Start of Records for the exercise
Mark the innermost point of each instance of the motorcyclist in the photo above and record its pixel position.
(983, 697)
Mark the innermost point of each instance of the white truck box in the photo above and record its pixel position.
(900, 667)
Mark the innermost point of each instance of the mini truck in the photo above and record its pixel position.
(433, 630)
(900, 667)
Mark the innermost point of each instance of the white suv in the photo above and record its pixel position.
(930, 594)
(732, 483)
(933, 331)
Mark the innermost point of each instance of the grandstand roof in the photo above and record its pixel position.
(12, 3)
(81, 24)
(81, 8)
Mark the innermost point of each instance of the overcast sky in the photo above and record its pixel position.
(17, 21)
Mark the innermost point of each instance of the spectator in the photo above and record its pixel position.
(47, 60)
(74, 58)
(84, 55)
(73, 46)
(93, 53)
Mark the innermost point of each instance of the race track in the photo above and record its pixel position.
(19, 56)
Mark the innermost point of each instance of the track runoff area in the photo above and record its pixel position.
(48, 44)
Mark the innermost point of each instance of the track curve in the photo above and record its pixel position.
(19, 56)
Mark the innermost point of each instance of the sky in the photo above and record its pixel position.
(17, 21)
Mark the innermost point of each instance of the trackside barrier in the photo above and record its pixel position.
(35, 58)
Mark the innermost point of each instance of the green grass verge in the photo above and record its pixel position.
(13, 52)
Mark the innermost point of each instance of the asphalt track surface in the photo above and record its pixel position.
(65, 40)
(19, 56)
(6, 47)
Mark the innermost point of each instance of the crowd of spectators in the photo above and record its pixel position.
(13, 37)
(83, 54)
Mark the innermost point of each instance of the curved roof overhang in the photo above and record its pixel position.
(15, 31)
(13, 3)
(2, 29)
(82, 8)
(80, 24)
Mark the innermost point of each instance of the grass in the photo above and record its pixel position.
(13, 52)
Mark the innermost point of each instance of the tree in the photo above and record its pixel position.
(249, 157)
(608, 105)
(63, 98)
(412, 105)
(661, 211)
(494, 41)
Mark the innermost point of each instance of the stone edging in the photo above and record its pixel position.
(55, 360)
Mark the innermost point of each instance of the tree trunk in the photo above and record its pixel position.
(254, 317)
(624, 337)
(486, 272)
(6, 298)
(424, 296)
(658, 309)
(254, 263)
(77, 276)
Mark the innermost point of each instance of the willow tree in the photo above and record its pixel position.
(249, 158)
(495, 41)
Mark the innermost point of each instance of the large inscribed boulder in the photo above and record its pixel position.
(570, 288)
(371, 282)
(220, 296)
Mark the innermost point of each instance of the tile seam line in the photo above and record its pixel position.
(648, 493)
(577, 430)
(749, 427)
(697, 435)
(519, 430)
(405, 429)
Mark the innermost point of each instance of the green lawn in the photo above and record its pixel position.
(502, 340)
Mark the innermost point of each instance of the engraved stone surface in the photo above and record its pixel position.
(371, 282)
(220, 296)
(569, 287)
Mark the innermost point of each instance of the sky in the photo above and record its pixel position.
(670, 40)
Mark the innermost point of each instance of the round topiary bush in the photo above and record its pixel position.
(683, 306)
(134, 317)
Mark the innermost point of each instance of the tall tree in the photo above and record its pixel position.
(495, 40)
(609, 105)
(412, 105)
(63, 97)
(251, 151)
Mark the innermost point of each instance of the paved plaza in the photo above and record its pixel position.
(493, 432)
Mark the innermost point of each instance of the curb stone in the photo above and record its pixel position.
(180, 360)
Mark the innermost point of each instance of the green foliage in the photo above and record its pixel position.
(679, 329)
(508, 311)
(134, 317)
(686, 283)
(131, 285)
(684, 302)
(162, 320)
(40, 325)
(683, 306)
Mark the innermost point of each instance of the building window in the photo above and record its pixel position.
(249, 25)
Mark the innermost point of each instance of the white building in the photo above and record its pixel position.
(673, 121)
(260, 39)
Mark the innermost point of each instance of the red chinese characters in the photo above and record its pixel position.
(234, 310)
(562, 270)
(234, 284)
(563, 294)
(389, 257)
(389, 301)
End of Records for the exercise
In full and word for word, reproduce the data above.

Mark the innermost point of each instance of the motorcyclist in the photo above and record its pixel position.
(983, 697)
Mark the innermost point of each instance of the white truck box in the photo above and record its pixel position.
(900, 667)
Mark the innermost point of each instance of the mini truck in the photo above and record its pixel position.
(433, 630)
(900, 667)
Mark the innermost point of each instance of the white suv in the photo above and record its pixel position.
(930, 594)
(732, 483)
(933, 331)
Mark the innermost point of each instance of the grandstand roof in the photo above and record its pixel position.
(12, 3)
(81, 24)
(81, 8)
Mark the innermost point of each instance of the overcast sky in the photo above and record its pixel position.
(17, 21)
Mark the innermost point of each instance of the spectator in the photo above and record its pixel position.
(47, 60)
(74, 58)
(84, 55)
(73, 46)
(93, 53)
Mark the innermost point of each instance of the race track in the photo above and record its pixel position.
(19, 56)
Mark the innermost point of each instance of the track runoff area in the photo above and record its pixel position.
(48, 44)
Mark the innermost point of each instance of the track curve in the photo above and record its pixel position.
(19, 56)
Mark the innermost point of each instance of the sky in the photo above and record its pixel position.
(17, 21)
Mark the innermost point of each instance of the trackside barrier in the photo above and record its pixel position.
(35, 58)
Mark the innermost point of each instance of the green grass verge in the photo above and record its pixel position.
(13, 52)
Mark the innermost point of each instance of the asphalt track surface in the photo above and record its pixel position.
(65, 40)
(19, 56)
(6, 47)
Mark the innermost point of each instance of the crowd of spectators in the photo above and record its pixel position.
(13, 37)
(83, 54)
Mark the innermost point of each instance of the curved roof overhang in the photo above and record its pixel position.
(15, 31)
(13, 3)
(2, 29)
(82, 8)
(80, 24)
Mark the innermost point of each instance of the grass in the photo above and record its pixel position.
(13, 52)
Mark the innermost point of each instance of the tree in the photo above and record its pixel position.
(249, 157)
(608, 105)
(63, 98)
(412, 105)
(661, 211)
(494, 41)
Mark the innermost point of each instance of the stone edging in the photo above and record its pixel position.
(55, 360)
Mark the innermost point of each instance of the tree trunk in the photo above and record its pixel position.
(254, 317)
(624, 337)
(486, 272)
(6, 298)
(424, 296)
(658, 309)
(254, 263)
(77, 276)
Mark the innermost point of each instance of the willow tree in the photo above and record its pixel position.
(249, 158)
(495, 41)
Mark the innermost point of each instance of the large inscribed boulder in the photo above and record its pixel position.
(570, 288)
(371, 282)
(220, 296)
Mark the innermost point of each instance of the tile seam line in the photo above and record its pixel position.
(648, 493)
(577, 430)
(749, 427)
(697, 435)
(519, 430)
(405, 429)
Mark the innermost point of each instance of the green lawn in the photo above and record its pixel position.
(502, 340)
Mark the innermost point of each instance of the engraved stone surface in the photo above and record its pixel position.
(371, 282)
(220, 296)
(569, 287)
Mark the innermost point of each instance of the sky in the photo above and record its pixel position.
(670, 40)
Mark the innermost point of each instance of the round topiary bush in the photo above and record its pixel position.
(683, 306)
(134, 317)
Mark the innermost point of each instance of the tall tree in the photo above and record its pixel position.
(495, 40)
(609, 105)
(412, 105)
(63, 97)
(251, 151)
Mark the innermost point of each instance of the paved plaza in the photo above and record its pixel position.
(493, 432)
Mark the innermost point of each instance of the curb stone in the photo above and record its pixel position.
(180, 360)
Mark the innermost point of each instance of the green foliage in the photo above and record its pixel position.
(679, 329)
(508, 311)
(134, 317)
(686, 283)
(131, 285)
(684, 302)
(162, 320)
(40, 325)
(683, 306)
Mark the innermost point of each instance of the building window in the photo above and record its pixel position.
(249, 25)
Mark the innermost point of each instance of the white building in the photo above and record its pixel position.
(673, 121)
(260, 39)
Mark the innermost point of each instance of the red chinese characters in the photo above and record its pixel position.
(234, 310)
(562, 270)
(234, 284)
(563, 294)
(389, 257)
(389, 301)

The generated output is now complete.